**Prompt**
Nothing less than an exact copy of all the records is required.

**Records shown**
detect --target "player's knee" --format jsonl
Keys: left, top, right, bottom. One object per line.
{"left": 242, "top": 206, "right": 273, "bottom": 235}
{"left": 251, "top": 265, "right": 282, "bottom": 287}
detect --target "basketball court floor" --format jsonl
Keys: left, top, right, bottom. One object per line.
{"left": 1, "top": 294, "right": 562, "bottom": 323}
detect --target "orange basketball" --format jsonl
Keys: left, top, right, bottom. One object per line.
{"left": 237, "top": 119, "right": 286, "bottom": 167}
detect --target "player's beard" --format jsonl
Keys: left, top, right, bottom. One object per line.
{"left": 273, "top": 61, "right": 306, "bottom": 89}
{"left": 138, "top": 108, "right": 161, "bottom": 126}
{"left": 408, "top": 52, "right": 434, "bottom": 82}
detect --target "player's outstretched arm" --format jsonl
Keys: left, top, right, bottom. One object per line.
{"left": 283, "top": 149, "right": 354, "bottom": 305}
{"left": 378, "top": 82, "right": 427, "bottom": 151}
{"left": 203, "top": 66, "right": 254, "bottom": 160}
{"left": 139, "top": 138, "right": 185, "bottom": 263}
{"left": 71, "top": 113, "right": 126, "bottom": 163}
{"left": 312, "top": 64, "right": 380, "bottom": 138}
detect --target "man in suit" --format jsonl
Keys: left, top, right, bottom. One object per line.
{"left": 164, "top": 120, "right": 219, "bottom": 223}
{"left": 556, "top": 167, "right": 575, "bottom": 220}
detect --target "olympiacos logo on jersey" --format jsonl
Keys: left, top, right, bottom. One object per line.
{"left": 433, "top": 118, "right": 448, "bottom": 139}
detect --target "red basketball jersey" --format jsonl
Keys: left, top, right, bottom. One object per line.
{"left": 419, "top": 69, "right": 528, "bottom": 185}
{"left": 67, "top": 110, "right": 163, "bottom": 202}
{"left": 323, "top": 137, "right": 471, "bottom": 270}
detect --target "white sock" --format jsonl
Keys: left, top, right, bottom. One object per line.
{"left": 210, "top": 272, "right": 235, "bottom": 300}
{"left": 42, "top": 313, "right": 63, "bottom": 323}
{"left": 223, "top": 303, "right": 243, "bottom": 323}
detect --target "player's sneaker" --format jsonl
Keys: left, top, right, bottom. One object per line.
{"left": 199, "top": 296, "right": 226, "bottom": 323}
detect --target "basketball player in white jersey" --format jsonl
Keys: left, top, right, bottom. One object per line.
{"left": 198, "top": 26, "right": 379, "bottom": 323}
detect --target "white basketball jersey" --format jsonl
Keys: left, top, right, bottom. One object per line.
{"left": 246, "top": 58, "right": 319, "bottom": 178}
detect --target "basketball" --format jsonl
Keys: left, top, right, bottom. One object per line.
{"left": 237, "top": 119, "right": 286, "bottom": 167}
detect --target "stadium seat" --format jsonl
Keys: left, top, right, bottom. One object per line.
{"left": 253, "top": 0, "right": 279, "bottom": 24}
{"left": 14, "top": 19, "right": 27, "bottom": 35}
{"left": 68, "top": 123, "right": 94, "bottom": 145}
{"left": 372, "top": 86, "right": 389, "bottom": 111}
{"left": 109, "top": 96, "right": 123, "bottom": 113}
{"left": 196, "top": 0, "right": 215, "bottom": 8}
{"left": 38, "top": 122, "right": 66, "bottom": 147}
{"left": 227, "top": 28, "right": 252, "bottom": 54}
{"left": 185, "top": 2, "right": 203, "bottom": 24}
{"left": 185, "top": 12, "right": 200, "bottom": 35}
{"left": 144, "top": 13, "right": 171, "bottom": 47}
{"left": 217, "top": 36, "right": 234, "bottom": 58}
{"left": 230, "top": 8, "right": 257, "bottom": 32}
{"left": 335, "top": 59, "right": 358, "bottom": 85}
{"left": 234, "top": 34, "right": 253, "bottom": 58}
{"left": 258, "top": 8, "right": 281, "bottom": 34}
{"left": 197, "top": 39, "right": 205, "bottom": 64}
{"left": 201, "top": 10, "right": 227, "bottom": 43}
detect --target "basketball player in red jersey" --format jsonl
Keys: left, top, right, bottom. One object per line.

**Output of the task**
detect --target "player's knee" --format jsonl
Keys: left, top, right, bottom. One object per line.
{"left": 242, "top": 206, "right": 273, "bottom": 235}
{"left": 251, "top": 265, "right": 282, "bottom": 287}
detect --target "basketball court floor" --format jsonl
Keys: left, top, right, bottom. One object per line.
{"left": 1, "top": 294, "right": 562, "bottom": 323}
detect --target "orange basketball" --format jsonl
Keys: left, top, right, bottom. One object per line.
{"left": 237, "top": 119, "right": 286, "bottom": 167}
detect --target "player's beard" --format jsonl
Keys: left, top, right, bottom. One object per line.
{"left": 273, "top": 61, "right": 306, "bottom": 89}
{"left": 138, "top": 108, "right": 161, "bottom": 126}
{"left": 408, "top": 52, "right": 434, "bottom": 82}
detect --target "player's outstretched arm" --format jsonl
Keys: left, top, right, bottom. One object per line.
{"left": 283, "top": 149, "right": 354, "bottom": 305}
{"left": 378, "top": 82, "right": 427, "bottom": 151}
{"left": 203, "top": 66, "right": 254, "bottom": 160}
{"left": 139, "top": 138, "right": 185, "bottom": 263}
{"left": 71, "top": 113, "right": 126, "bottom": 163}
{"left": 312, "top": 64, "right": 380, "bottom": 138}
detect --target "man in suit" --format jsonl
Keys: left, top, right, bottom. One object per line.
{"left": 164, "top": 120, "right": 219, "bottom": 223}
{"left": 556, "top": 167, "right": 575, "bottom": 220}
detect --target "olympiacos logo on jersey" --format jsonl
Keys: left, top, right, bottom. One object per line.
{"left": 433, "top": 118, "right": 448, "bottom": 139}
detect --target "red basketball jersey" --format jsonl
Keys: left, top, right, bottom. One object per line.
{"left": 419, "top": 69, "right": 528, "bottom": 185}
{"left": 67, "top": 110, "right": 163, "bottom": 202}
{"left": 323, "top": 137, "right": 471, "bottom": 270}
detect --target "white sock" --format jsonl
Keys: left, top, right, bottom. One object per line.
{"left": 210, "top": 272, "right": 235, "bottom": 300}
{"left": 42, "top": 313, "right": 63, "bottom": 323}
{"left": 223, "top": 303, "right": 243, "bottom": 323}
detect --target "player's sneaker" --format jsonl
Keys: left, top, right, bottom. One object per line.
{"left": 199, "top": 296, "right": 226, "bottom": 323}
detect --target "basketball player in white jersey" --format jsonl
Keys: left, top, right, bottom. One object per line.
{"left": 198, "top": 26, "right": 379, "bottom": 323}
detect --target "white basketball jersey" --format jsonl
Keys: left, top, right, bottom. One object per line.
{"left": 246, "top": 58, "right": 319, "bottom": 178}
detect --target "basketball" --format jsonl
Keys: left, top, right, bottom. One object per line.
{"left": 237, "top": 119, "right": 286, "bottom": 167}
detect --target "stadium seat" --format jsonl
Keys: left, top, right, bottom. One object per line.
{"left": 253, "top": 0, "right": 279, "bottom": 24}
{"left": 14, "top": 19, "right": 27, "bottom": 35}
{"left": 68, "top": 123, "right": 94, "bottom": 145}
{"left": 372, "top": 86, "right": 389, "bottom": 111}
{"left": 109, "top": 96, "right": 123, "bottom": 113}
{"left": 196, "top": 0, "right": 215, "bottom": 8}
{"left": 38, "top": 122, "right": 66, "bottom": 147}
{"left": 227, "top": 28, "right": 252, "bottom": 54}
{"left": 185, "top": 2, "right": 203, "bottom": 24}
{"left": 185, "top": 12, "right": 200, "bottom": 35}
{"left": 144, "top": 13, "right": 171, "bottom": 47}
{"left": 217, "top": 36, "right": 234, "bottom": 58}
{"left": 230, "top": 8, "right": 257, "bottom": 32}
{"left": 335, "top": 59, "right": 358, "bottom": 85}
{"left": 234, "top": 34, "right": 253, "bottom": 58}
{"left": 258, "top": 8, "right": 281, "bottom": 34}
{"left": 197, "top": 39, "right": 205, "bottom": 64}
{"left": 201, "top": 10, "right": 227, "bottom": 43}
detect --target "basketball player in red jersey" --format jsonl
Keys: left, top, right, bottom. One object per line.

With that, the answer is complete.